Can you return all of the rows below word for word, with the pictures left out?
━━━━
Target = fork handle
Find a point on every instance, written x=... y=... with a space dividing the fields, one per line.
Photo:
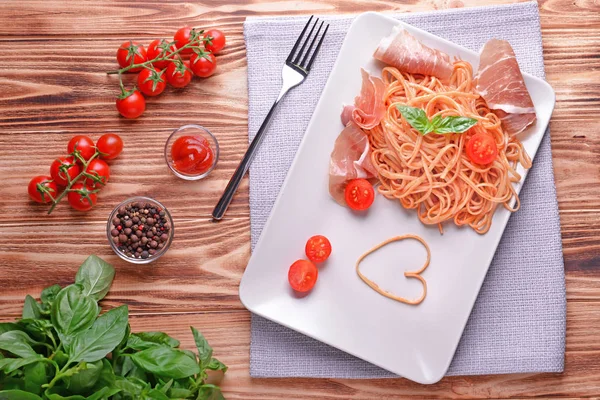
x=241 y=170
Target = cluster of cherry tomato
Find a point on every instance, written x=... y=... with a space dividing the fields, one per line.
x=79 y=175
x=191 y=51
x=303 y=274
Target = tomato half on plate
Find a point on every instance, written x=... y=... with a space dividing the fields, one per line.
x=318 y=248
x=303 y=275
x=482 y=149
x=359 y=194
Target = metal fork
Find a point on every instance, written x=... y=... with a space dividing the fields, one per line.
x=296 y=68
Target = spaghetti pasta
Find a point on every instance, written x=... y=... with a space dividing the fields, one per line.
x=431 y=173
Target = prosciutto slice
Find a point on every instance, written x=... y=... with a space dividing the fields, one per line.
x=501 y=84
x=404 y=51
x=350 y=159
x=368 y=109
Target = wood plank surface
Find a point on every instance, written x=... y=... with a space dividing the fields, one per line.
x=53 y=85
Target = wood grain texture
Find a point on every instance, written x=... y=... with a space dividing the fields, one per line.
x=55 y=54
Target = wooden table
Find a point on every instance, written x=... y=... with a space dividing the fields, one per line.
x=53 y=86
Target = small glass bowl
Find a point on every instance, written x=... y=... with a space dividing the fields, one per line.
x=159 y=253
x=191 y=130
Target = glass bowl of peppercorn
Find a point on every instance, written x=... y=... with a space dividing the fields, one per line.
x=140 y=230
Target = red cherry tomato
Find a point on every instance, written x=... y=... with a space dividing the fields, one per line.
x=318 y=248
x=131 y=106
x=63 y=170
x=182 y=37
x=81 y=197
x=131 y=53
x=98 y=168
x=83 y=144
x=178 y=74
x=42 y=189
x=203 y=65
x=192 y=155
x=359 y=194
x=109 y=145
x=160 y=48
x=216 y=41
x=151 y=82
x=303 y=275
x=482 y=148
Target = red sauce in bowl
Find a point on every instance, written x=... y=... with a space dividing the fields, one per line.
x=192 y=155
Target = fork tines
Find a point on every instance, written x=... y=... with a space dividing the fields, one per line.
x=300 y=59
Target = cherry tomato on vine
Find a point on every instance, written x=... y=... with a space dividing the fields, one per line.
x=63 y=170
x=178 y=74
x=303 y=275
x=42 y=189
x=109 y=145
x=318 y=248
x=216 y=41
x=81 y=197
x=100 y=169
x=131 y=53
x=203 y=65
x=131 y=104
x=359 y=194
x=151 y=82
x=83 y=144
x=482 y=148
x=183 y=37
x=160 y=48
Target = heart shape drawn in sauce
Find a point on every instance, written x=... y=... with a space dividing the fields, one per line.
x=408 y=274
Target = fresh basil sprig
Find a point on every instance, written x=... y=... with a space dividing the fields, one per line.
x=417 y=118
x=63 y=349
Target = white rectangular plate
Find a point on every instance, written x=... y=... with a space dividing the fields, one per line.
x=416 y=342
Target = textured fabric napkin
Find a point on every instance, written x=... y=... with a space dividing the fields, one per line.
x=518 y=322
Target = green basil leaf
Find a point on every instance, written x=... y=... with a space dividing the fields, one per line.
x=166 y=362
x=73 y=312
x=85 y=378
x=209 y=392
x=18 y=343
x=31 y=308
x=204 y=349
x=101 y=338
x=452 y=124
x=216 y=365
x=35 y=376
x=96 y=276
x=417 y=118
x=18 y=395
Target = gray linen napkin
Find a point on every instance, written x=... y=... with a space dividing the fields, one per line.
x=518 y=322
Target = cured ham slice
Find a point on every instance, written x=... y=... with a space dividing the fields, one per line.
x=350 y=159
x=404 y=51
x=369 y=108
x=501 y=84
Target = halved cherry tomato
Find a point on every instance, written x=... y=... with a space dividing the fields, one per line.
x=359 y=194
x=151 y=82
x=303 y=275
x=182 y=37
x=42 y=189
x=109 y=145
x=63 y=170
x=482 y=148
x=318 y=248
x=81 y=197
x=100 y=169
x=131 y=53
x=83 y=144
x=203 y=64
x=178 y=74
x=216 y=41
x=160 y=48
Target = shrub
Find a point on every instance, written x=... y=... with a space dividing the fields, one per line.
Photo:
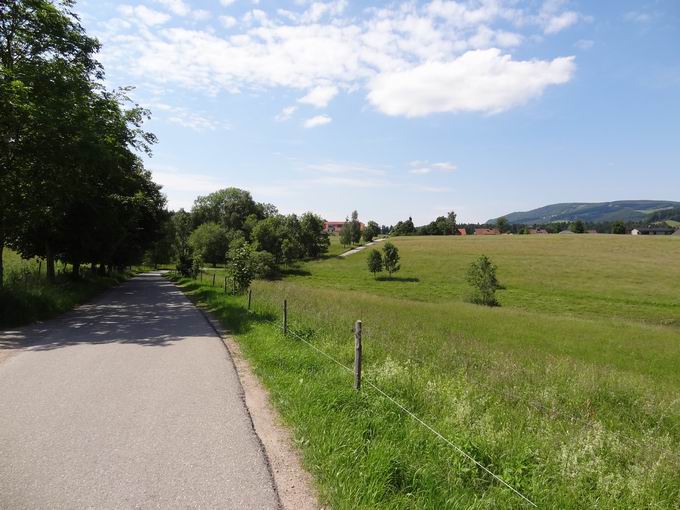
━━━━
▸ Finished answer
Target = fork handle
Find a point on every instance, written x=... y=... with a space dividing the fields, one per line.
Photo:
x=241 y=170
Target = cluster of cherry tomato
Find a point on every instance, written x=... y=... with a space dividing the fields, one per line.
x=79 y=175
x=191 y=51
x=303 y=274
Target = tomato half on plate
Find a point on every instance, written x=... y=... with a space dividing the fields, one per line.
x=318 y=248
x=303 y=275
x=482 y=149
x=359 y=194
Target = metal fork
Find a point on every instance, written x=... y=... with a space dividing the fields, one per line.
x=296 y=68
Target = spaghetti pasta
Find a point on every instance, written x=... y=... with a space dividing the fields, one per line.
x=431 y=173
Target = prosciutto slice
Find a point on every instance, written x=... y=... with a space dividing the fields, one per line.
x=501 y=84
x=404 y=51
x=350 y=159
x=368 y=109
Target = wood plank surface
Find a point on every instance, written x=... y=... with a space dividing the fields, one per line.
x=53 y=85
Target = wood grain texture
Find a point on every instance, written x=... y=... with a space dividing the fields, one per line.
x=55 y=54
Target = wooden table
Find a point on every instance, written x=... y=... with a space dividing the fields, one per line.
x=53 y=86
Target = small glass bowl
Find a point on every instance, written x=... y=... with a space dividing the fields, one per line.
x=159 y=253
x=191 y=130
Target = glass bowl of peppercorn
Find a point on every instance, written x=... y=... with a space dividing the fields, one per line.
x=140 y=230
Target = red cherry tomato
Find a point on every instance, written x=... y=... with a space dividing the fields, one per line.
x=318 y=248
x=131 y=106
x=63 y=170
x=182 y=37
x=81 y=197
x=131 y=53
x=98 y=168
x=83 y=144
x=178 y=74
x=42 y=189
x=203 y=65
x=192 y=155
x=359 y=194
x=109 y=145
x=160 y=48
x=216 y=41
x=151 y=82
x=303 y=275
x=482 y=148
Target = red sauce in bowl
Find a point on every instance, written x=... y=... with a space dividing the fields, one per line.
x=192 y=155
Target = fork tines
Find a point on every instance, written x=... y=... with a space dividing the fields, one per line.
x=300 y=59
Target = cherry tomato on vine
Find a point on every instance, written x=... y=... with a space dividing the fields, one per line.
x=63 y=170
x=178 y=74
x=303 y=275
x=42 y=189
x=109 y=145
x=318 y=248
x=216 y=41
x=81 y=197
x=100 y=169
x=131 y=53
x=203 y=65
x=131 y=104
x=359 y=194
x=151 y=82
x=83 y=144
x=482 y=148
x=183 y=37
x=160 y=48
Target = heart shape drawn in sauce
Find a point on every instance, written x=... y=... with a space dividing the fields, one per line.
x=408 y=274
Target = fresh basil sprig
Find a point on every instance, written x=... y=... with a space dividing the fields, one per line.
x=417 y=118
x=63 y=349
Target = white rectangular plate
Find a point on every instance, written x=... y=... with a space dividing the fields, one per line.
x=416 y=342
Target = textured fabric napkin
Find a point on every instance, written x=... y=... with a space dividing the fields, one per line.
x=518 y=322
Target = green basil leaf
Find a point on every instance, written x=... y=... with a space dividing the fields, one per line.
x=166 y=362
x=73 y=312
x=85 y=378
x=209 y=392
x=18 y=343
x=31 y=308
x=204 y=349
x=101 y=338
x=452 y=124
x=216 y=365
x=35 y=376
x=96 y=276
x=417 y=118
x=18 y=395
Target = gray linen napkin
Find a point on every instance, written x=... y=... with a space dividing the fields, one per line.
x=518 y=322
Target = cured ham slice
Find a point on every instance, written x=... y=... with a space dividing the fields, one per line.
x=350 y=159
x=404 y=51
x=369 y=108
x=501 y=84
Target = halved cherry tomato
Find a point on every instance, written x=... y=... with a space dividing the fields, one per line.
x=359 y=194
x=151 y=82
x=303 y=275
x=182 y=37
x=42 y=189
x=109 y=145
x=63 y=170
x=482 y=148
x=318 y=248
x=81 y=197
x=100 y=169
x=131 y=53
x=83 y=144
x=203 y=64
x=178 y=74
x=216 y=41
x=160 y=48
Target = shrub
Find a point on every instance, written x=... y=... with a space dividing the fields, one per line.
Photo:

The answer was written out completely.